[Dataset rows]
[start]
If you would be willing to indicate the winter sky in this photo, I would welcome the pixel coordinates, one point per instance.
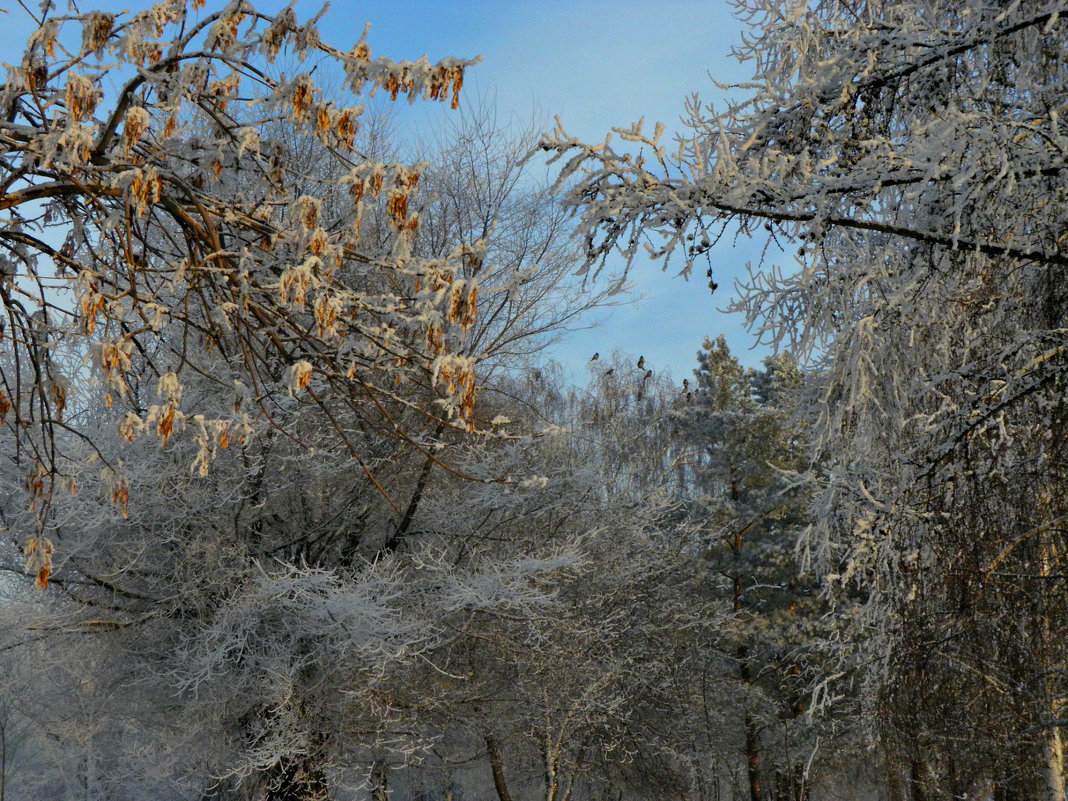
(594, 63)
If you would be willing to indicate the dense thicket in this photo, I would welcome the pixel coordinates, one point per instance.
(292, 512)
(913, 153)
[end]
[start]
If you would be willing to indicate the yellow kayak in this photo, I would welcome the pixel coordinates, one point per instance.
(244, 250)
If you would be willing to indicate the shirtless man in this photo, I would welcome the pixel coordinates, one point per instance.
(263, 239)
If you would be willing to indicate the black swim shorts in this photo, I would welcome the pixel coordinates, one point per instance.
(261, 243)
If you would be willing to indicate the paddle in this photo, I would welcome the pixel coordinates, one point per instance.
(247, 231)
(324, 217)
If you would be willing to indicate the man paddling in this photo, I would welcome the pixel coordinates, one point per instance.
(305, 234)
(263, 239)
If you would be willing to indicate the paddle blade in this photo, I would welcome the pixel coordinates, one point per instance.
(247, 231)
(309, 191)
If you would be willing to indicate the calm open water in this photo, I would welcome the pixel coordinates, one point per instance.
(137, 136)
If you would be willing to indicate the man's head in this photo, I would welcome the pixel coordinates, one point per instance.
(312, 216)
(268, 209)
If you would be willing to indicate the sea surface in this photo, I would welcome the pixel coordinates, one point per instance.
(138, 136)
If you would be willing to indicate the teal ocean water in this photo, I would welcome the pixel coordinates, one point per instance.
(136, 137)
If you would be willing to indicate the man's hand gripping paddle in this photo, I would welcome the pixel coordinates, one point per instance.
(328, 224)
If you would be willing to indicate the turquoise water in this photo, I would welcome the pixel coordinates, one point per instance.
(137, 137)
[end]
### Aim of the exercise
How many lines in the data above contain the word "paddle"? Reply with the number only.

### Completed task
3